#### [Data for this task]
-- START --
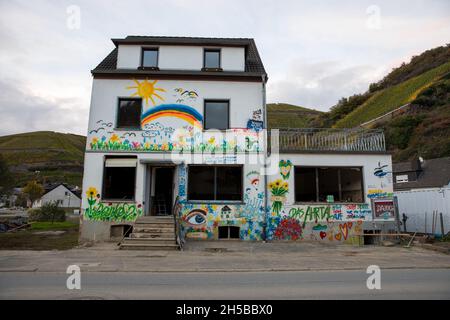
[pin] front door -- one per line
(163, 191)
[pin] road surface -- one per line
(348, 284)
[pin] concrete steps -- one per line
(152, 233)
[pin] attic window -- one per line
(211, 59)
(401, 178)
(149, 58)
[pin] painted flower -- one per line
(91, 192)
(114, 138)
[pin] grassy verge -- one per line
(29, 240)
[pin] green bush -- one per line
(49, 212)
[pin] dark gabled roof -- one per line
(253, 64)
(434, 173)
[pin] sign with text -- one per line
(383, 209)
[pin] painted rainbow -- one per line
(180, 111)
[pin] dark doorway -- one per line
(162, 197)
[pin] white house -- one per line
(62, 195)
(177, 125)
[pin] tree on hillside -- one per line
(6, 180)
(33, 190)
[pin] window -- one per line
(211, 59)
(149, 58)
(119, 178)
(216, 115)
(401, 178)
(328, 184)
(129, 113)
(229, 232)
(215, 183)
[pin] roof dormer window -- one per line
(211, 60)
(149, 58)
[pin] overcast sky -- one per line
(315, 52)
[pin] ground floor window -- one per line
(119, 179)
(219, 182)
(229, 232)
(328, 184)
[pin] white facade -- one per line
(420, 204)
(171, 138)
(63, 196)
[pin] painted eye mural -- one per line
(196, 218)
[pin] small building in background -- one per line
(62, 194)
(422, 188)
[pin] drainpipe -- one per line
(266, 154)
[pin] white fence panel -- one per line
(418, 206)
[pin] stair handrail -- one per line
(175, 212)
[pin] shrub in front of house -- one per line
(49, 212)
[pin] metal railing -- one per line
(356, 140)
(175, 212)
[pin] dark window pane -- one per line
(223, 232)
(212, 59)
(328, 184)
(150, 58)
(216, 115)
(201, 183)
(234, 232)
(351, 185)
(305, 184)
(119, 183)
(129, 113)
(229, 183)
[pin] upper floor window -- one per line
(216, 115)
(328, 184)
(119, 178)
(219, 182)
(211, 59)
(149, 58)
(129, 113)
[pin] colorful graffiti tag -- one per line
(285, 168)
(116, 212)
(278, 189)
(180, 111)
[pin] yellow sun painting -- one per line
(146, 90)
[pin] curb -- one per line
(433, 248)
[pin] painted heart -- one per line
(344, 230)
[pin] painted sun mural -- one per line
(146, 90)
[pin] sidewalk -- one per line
(224, 257)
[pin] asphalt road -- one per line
(395, 284)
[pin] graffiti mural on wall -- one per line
(116, 212)
(180, 111)
(202, 221)
(156, 137)
(288, 229)
(378, 193)
(255, 122)
(285, 168)
(181, 95)
(146, 90)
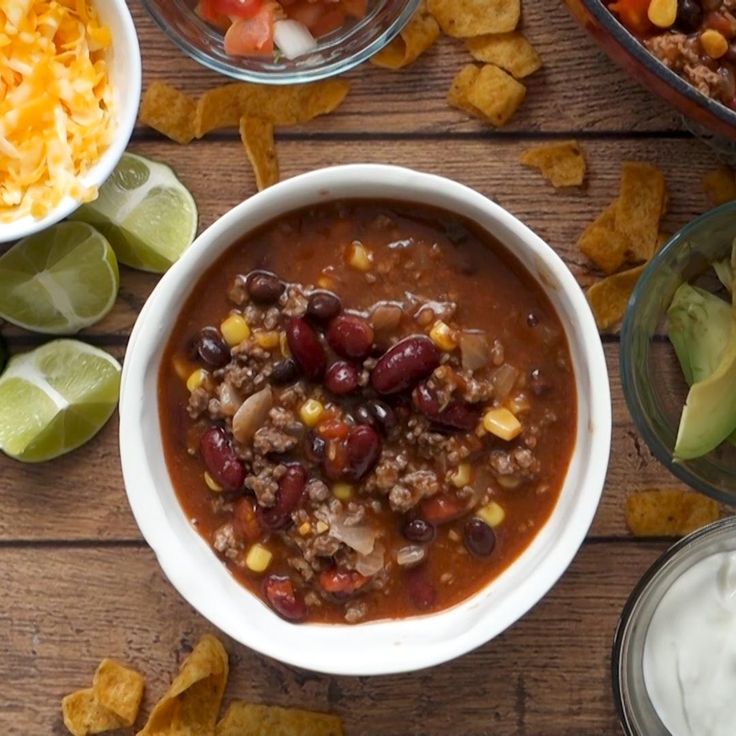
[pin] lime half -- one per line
(55, 398)
(60, 280)
(146, 213)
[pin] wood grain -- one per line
(547, 675)
(577, 89)
(491, 166)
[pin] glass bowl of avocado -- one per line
(678, 354)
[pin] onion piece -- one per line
(252, 415)
(293, 38)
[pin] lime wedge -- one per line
(59, 280)
(146, 213)
(55, 398)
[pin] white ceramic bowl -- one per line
(124, 60)
(385, 646)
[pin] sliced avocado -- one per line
(699, 325)
(709, 415)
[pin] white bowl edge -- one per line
(126, 81)
(386, 646)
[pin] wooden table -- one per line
(78, 581)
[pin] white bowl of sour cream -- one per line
(674, 653)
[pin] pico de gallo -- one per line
(289, 27)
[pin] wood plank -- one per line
(72, 607)
(578, 88)
(490, 166)
(81, 496)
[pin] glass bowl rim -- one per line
(626, 365)
(677, 549)
(331, 69)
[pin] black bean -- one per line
(211, 348)
(264, 287)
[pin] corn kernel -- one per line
(714, 43)
(235, 329)
(662, 13)
(311, 412)
(267, 339)
(359, 257)
(196, 379)
(211, 483)
(258, 558)
(342, 491)
(443, 336)
(502, 423)
(461, 476)
(492, 513)
(284, 345)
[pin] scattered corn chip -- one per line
(609, 297)
(223, 107)
(192, 702)
(720, 185)
(464, 18)
(510, 51)
(639, 208)
(245, 719)
(416, 37)
(563, 164)
(496, 94)
(604, 245)
(169, 111)
(668, 512)
(119, 690)
(461, 84)
(83, 714)
(257, 137)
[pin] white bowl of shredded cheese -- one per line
(68, 106)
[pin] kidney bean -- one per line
(350, 336)
(456, 415)
(363, 448)
(422, 593)
(281, 595)
(288, 498)
(245, 520)
(341, 378)
(284, 372)
(211, 348)
(479, 537)
(405, 364)
(441, 508)
(264, 287)
(341, 583)
(306, 348)
(220, 459)
(418, 530)
(377, 414)
(323, 306)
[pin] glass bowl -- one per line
(635, 709)
(653, 384)
(337, 52)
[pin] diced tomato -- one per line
(251, 36)
(633, 14)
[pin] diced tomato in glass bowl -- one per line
(289, 27)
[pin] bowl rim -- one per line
(427, 640)
(126, 115)
(631, 44)
(680, 548)
(627, 368)
(332, 69)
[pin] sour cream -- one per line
(690, 651)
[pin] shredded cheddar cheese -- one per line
(55, 103)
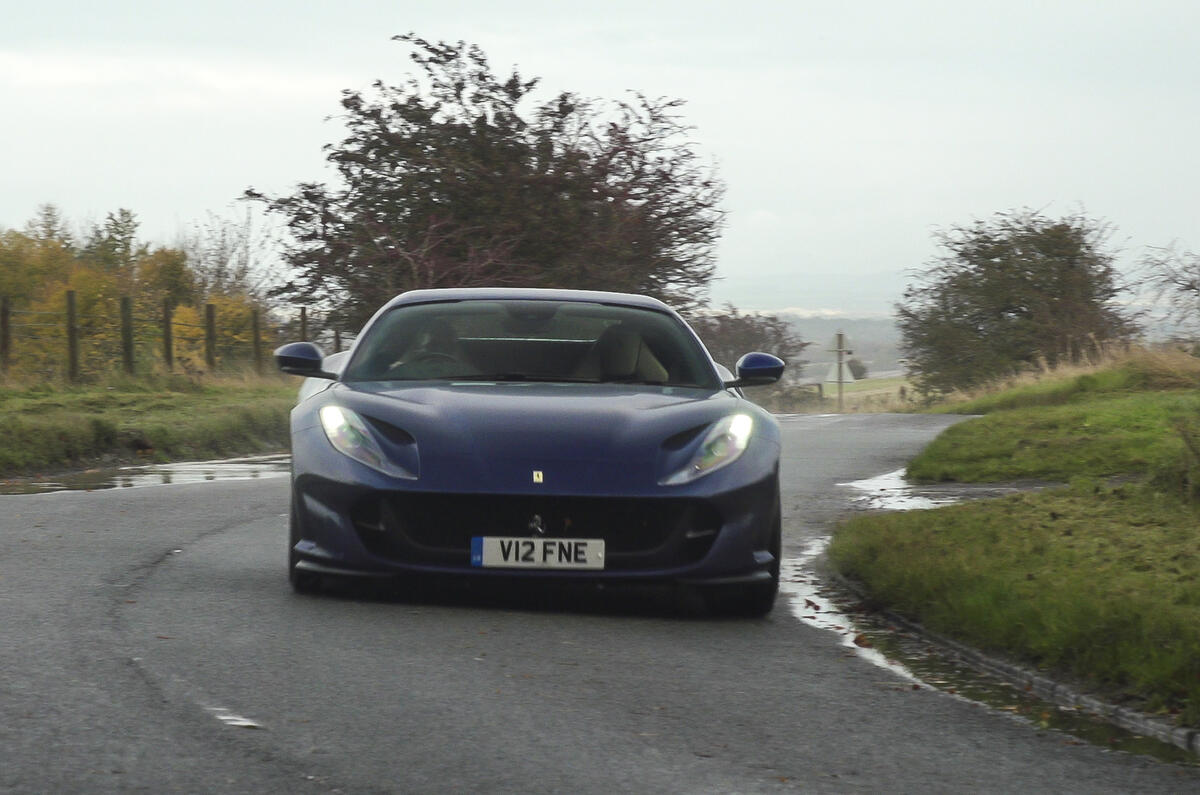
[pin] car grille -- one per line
(436, 528)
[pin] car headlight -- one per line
(724, 443)
(351, 437)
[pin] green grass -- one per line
(1092, 581)
(159, 418)
(1101, 584)
(1097, 435)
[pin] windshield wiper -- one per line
(516, 376)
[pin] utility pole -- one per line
(841, 351)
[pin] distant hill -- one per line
(874, 340)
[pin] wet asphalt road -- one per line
(150, 643)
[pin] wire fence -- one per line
(81, 342)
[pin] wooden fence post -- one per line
(127, 333)
(5, 340)
(168, 348)
(257, 340)
(210, 336)
(72, 338)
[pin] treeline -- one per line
(47, 266)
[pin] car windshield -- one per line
(531, 340)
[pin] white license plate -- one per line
(495, 551)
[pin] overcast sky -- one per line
(846, 131)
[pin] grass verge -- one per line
(1101, 584)
(1091, 581)
(157, 418)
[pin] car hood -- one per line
(543, 438)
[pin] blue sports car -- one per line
(565, 435)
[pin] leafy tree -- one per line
(729, 334)
(114, 245)
(29, 264)
(453, 179)
(1007, 293)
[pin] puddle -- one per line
(917, 663)
(154, 474)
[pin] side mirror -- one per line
(757, 370)
(301, 359)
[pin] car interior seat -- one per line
(621, 354)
-- END --
#### [Stated exercise]
Copy the items from the line with "[pin] glass bowl -- one per line" through the final line, requests included, and raise every coordinate in the answers by 37. Leave the pictures out.

#### [Complete response]
[pin] glass bowl -- one per line
(672, 746)
(690, 421)
(374, 89)
[pin] diced tomato -- one per line
(288, 73)
(670, 51)
[pin] diced tomato in glass bowl -- one per line
(326, 64)
[pin] bowl rim -- one per line
(464, 677)
(163, 152)
(668, 81)
(717, 585)
(664, 405)
(369, 106)
[pin] sour cream -- one per line
(727, 688)
[pin] shredded cheddar cheese -- one per line
(92, 140)
[pin] car grille -- one per line
(473, 565)
[pin] car headlight -- one per line
(761, 480)
(388, 474)
[pin] green grass -- one per line
(1129, 618)
(196, 455)
(1138, 621)
(1134, 472)
[pin] windshield wiper -- one per line
(553, 413)
[pin] utility pole -- one per line
(878, 388)
[pin] distant hill -- one per line
(911, 377)
[pin] wet asphalt road -- one per line
(187, 680)
[pin] wire fence -- one per line
(118, 379)
[pin] wooden fence post -- one per line
(164, 370)
(42, 377)
(205, 385)
(294, 377)
(247, 373)
(109, 375)
[pin] treeline -- one per line
(84, 303)
[pin] car windshield -- one per line
(568, 377)
[pin] white license plate -- one per line
(532, 588)
[pin] overcast sky -- one per line
(883, 168)
[pin] grass verge -- one per line
(1138, 621)
(1128, 618)
(194, 455)
[pin] car hood -- one per line
(580, 475)
[pin] blue sports car -- one per line
(602, 472)
[pin] leafy tree -- one per line
(766, 371)
(151, 282)
(66, 301)
(490, 216)
(1044, 330)
[pin] puddle -- one per line
(954, 700)
(191, 511)
[pin] side mirror -- one per line
(794, 407)
(338, 396)
[pin] car interior seat -- one per line
(658, 391)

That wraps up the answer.